▶ _PASSAGE SHOWN_

* begin *

Titles and abstracts
Monday 23 March
10.00am Jonny Evans (Lancaster)
Isotopy uniqueness for pin-ellipsoids
Pin-ellipsoids are a class of symplectic domains which generalise standard symplectic ellipsoids. They arise as Milnor fibres of cyclic quotient T-singularities. There are many interesting pin-ellipsoids inside the complex projective plane, coming from the ways it can degenerate to a weighted projective space. We will show that any symplectic pin-ellipsoid in CP^2 is isotopic to one coming from an algebraic degeneration. Based on joint work with Nikolas Adaloglou, Joé Brendel, Johannes Hauber and Felix Schlenk and builds upon and illuminates earlier joint work with Ivan Smith.
4.00-5.00 Marcelo Atallah (Sheffield)
C⁰-rigidity of the Hamiltonian diffeomorphism group of symplectic rational surfaces
A natural question bridging the celebrated Gromov–Eliashberg theorem and the C⁰-flux conjecture is whether the identity component of the group of symplectic diffeomorphisms is C⁰-closed in Symp(M,ω). Beyond surfaces and the cases in which the Torelli subgroup of Symp(M,ω) coincides with the identity component, little is known. In joint work with Cheuk Yu Mak and Wewei Wu, we show that, for all but a few positive rational surfaces, the group of Hamiltonian diffeomorphisms is the C⁰-connected component of the identity in Symp(M,ω), thereby giving a positive answer in this setting. Here, “positive rational surface” essentially means a k-point blow-up of CP² whose symplectic form evaluates positively on the first Chern class.

* end *

▶ _RECORDS SHOWN_
* begin *

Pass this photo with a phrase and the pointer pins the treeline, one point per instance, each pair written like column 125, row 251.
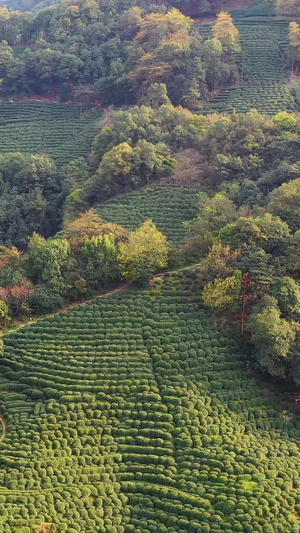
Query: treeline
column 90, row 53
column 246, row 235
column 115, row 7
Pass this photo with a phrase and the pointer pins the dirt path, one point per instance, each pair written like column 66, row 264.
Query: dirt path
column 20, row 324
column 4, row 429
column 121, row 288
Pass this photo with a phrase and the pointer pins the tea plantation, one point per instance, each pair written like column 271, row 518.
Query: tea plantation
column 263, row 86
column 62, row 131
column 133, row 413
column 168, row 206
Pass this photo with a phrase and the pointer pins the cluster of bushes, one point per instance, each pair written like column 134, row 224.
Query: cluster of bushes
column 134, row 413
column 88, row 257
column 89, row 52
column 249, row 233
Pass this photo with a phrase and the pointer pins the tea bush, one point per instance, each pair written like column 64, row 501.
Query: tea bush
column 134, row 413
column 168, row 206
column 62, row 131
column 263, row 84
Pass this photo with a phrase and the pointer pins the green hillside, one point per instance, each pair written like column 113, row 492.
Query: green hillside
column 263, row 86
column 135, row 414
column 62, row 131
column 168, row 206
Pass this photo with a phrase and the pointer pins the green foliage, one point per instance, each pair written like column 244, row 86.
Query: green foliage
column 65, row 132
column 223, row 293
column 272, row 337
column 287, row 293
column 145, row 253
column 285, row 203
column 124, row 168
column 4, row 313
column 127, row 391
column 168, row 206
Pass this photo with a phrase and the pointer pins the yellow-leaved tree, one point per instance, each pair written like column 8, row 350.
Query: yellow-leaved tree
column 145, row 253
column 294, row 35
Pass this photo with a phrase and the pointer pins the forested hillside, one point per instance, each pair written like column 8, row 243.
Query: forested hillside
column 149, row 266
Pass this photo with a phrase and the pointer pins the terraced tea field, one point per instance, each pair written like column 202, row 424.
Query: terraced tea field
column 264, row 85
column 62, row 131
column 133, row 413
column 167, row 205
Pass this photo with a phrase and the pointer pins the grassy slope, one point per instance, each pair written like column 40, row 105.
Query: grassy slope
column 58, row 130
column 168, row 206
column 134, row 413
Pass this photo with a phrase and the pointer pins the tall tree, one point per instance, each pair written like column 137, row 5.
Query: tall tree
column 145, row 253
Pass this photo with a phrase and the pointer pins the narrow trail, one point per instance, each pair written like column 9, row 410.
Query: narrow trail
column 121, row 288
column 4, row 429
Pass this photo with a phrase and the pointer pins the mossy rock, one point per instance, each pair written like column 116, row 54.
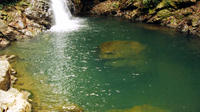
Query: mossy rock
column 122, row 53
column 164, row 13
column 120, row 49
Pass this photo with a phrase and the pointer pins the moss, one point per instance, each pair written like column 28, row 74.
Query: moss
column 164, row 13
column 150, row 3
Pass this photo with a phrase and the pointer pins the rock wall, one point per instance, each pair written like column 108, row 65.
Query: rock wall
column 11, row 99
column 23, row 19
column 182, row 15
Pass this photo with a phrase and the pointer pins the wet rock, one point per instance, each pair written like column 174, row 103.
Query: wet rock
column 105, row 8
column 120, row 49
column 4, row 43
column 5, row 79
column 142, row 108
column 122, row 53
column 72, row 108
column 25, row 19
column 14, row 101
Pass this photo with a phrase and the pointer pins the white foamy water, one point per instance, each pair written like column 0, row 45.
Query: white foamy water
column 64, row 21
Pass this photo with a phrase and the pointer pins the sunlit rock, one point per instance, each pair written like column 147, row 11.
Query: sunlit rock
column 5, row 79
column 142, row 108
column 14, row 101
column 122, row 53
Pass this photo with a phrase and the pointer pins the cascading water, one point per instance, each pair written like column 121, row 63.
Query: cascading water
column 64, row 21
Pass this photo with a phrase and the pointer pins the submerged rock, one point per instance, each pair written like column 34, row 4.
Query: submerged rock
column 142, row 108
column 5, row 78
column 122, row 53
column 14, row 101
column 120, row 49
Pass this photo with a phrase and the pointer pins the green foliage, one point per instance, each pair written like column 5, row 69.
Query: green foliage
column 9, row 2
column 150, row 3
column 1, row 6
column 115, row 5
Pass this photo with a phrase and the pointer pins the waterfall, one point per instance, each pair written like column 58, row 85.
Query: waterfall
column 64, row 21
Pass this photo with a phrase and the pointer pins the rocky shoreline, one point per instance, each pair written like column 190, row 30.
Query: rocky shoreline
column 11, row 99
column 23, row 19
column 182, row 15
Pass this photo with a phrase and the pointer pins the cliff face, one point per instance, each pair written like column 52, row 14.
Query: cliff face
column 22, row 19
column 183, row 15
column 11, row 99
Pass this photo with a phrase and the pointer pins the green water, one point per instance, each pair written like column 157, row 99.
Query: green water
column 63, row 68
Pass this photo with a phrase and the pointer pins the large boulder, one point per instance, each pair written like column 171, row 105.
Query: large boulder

* end *

▶ _REQUESTS_
[1] Copy the seminar abstracts word for word, starting at "Isotopy uniqueness for" and ending at "Marcelo Atallah (Sheffield)".
[2] In the listing, write out the lines starting at the line that contains "202, row 424." and ending at the line that contains "column 167, row 205", with "terraced" changed to "sloped" and nothing else altered. Give only those lines.

▶ _TASK RESULTS_
[1]
Isotopy uniqueness for pin-ellipsoids
Pin-ellipsoids are a class of symplectic domains which generalise standard symplectic ellipsoids. They arise as Milnor fibres of cyclic quotient T-singularities. There are many interesting pin-ellipsoids inside the complex projective plane, coming from the ways it can degenerate to a weighted projective space. We will show that any symplectic pin-ellipsoid in CP^2 is isotopic to one coming from an algebraic degeneration. Based on joint work with Nikolas Adaloglou, Joé Brendel, Johannes Hauber and Felix Schlenk and builds upon and illuminates earlier joint work with Ivan Smith.
4.00-5.00 Marcelo Atallah (Sheffield)

[2]
Pass this photo with a phrase and the pointer pins the sloped tea field, one point per instance, each pair written like column 202, row 424.
Query: sloped tea field
column 264, row 85
column 62, row 131
column 133, row 413
column 167, row 205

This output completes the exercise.